**Text segment**
After all of this, in light of all this, and in spite of all this he writes,
“…but I laboured more abundantly than they all:”
1 Corinthians 15:10c
The natural response from one ashamed from past sins and wrong-doing does not seem to be reflected in what Paul states. His response seems more like a retort. His writing seems to communicate insincerity. On one hand he honestly and humbling proclaims he is “the least of the apostles”, yet on the other hand he almost is boastful in marking his labour. Simply put, this does not seem like a man that is dominated by his regrets.
The Grace of God
Paul is not insincere in what he says. If so, he wouldn’t have written, “For I am the least of the apostles, that am not meet to be called an apostle, because I persecuted the church of God.” (1 Cor. 15:9) Rather, he is humbly acknowledging his past iniquity. Yet, Paul does not stay there. He doesn’t unfold the shame and despair it produced or still produces. He doesn’t discuss how it makes him feel or even maybe how others feel about him. Why? we should ask. Because of “the grace of God”. Take careful notice of what he does unfold,
“But by the grace of God I am what I am: and His grace which was bestowed upon me was not in vain; but I laboured more abundantly than they all: yet not I , but the grace of God which was with me.”
1 Corinthian 15:10
Paul exclaims the remedy for deadly regret by the threefold mention of “the grace of God”. His grace makes provision for sin, contains a manifold performance against sin, and grants fruit unto righteousness. The spiritual things of the new testament detail His gracious provision for sin, that is,
“…for I will forgive their iniquity, and I will remember their sin no more.”
Jeremiah 31:34; Hebrews 8:12, 10:17
Paul was not only a beneficiary of these spiritual things but also was an able minister of them (2 Cor. 3:6). Paul had received “the forgiveness of sins” (Eph. 1:7; Col. 1:14) and God’s disposition toward Paul, now in Christ, was to remember his sin no more.
The remedy for deadly regret is found in God’s forgiveness of our sins. God remembers our sins no more, therefore, God consciously chooses not to bring them up, not to recall them to mind. He doesn’t forget our sins but promises to not “remember” them. What a promise! Of course, He is faithful to this promise because iniquity has been forgiven on the basis of the propitiatory sacrifice of His Son on our behalf. He doesn’t sweep our sin under the rug, rather His perfect justice against it was met by the Lord Jesus Christ when Christ bore the wrath of God deserved and reserved for us. Therefore, in love toward His Son and toward us He will remember it no more. This provision for our sin justly and holily provides a righteous performance to those that believe for the forgiveness of iniquities and to remember our sin no more.
This grace, mercy, and love Paul knew. It was revealed to him on the road to Damascus and beyond. God’s grace was the foundation to address those things he would now be ashamed of. The cross of Christ is where that shame would begin and where it would end.

**Material supplied**
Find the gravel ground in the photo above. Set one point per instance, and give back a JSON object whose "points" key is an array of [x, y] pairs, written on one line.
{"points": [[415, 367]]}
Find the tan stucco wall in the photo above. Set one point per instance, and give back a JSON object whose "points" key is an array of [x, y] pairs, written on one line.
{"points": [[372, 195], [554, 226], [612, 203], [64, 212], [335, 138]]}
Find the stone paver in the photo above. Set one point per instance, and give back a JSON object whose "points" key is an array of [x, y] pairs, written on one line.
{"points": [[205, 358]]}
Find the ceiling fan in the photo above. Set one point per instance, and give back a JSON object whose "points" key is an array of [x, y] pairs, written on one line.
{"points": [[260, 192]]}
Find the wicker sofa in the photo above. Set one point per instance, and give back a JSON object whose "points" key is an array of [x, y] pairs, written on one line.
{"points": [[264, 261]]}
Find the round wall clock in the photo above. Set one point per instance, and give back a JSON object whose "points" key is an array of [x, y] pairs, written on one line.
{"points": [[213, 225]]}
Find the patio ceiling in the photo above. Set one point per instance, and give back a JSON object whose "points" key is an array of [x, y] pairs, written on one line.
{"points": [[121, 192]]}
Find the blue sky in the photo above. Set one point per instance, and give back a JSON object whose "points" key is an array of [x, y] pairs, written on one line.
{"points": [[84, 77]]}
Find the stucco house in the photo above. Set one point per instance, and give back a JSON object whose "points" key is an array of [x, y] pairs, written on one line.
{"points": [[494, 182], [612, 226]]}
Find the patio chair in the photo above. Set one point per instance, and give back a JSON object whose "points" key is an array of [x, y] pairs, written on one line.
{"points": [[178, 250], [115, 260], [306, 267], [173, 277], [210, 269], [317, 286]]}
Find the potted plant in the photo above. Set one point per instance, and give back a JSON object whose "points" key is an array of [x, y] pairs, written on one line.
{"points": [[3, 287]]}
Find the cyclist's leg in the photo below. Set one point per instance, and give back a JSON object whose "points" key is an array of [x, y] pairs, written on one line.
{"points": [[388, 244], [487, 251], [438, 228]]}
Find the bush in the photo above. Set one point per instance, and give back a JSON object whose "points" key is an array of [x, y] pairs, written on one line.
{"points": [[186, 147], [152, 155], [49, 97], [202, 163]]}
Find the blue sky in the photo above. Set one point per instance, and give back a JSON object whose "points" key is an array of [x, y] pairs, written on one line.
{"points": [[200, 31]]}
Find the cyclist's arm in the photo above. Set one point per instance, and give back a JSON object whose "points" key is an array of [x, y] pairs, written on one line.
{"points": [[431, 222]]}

**Work to do**
Copy the text on Paul and the grace of God between "This grace, mercy, and" and "it would end.", inclusive, changing "foundation" to "basis".

**The output**
This grace, mercy, and love Paul knew. It was revealed to him on the road to Damascus and beyond. God’s grace was the basis to address those things he would now be ashamed of. The cross of Christ is where that shame would begin and where it would end.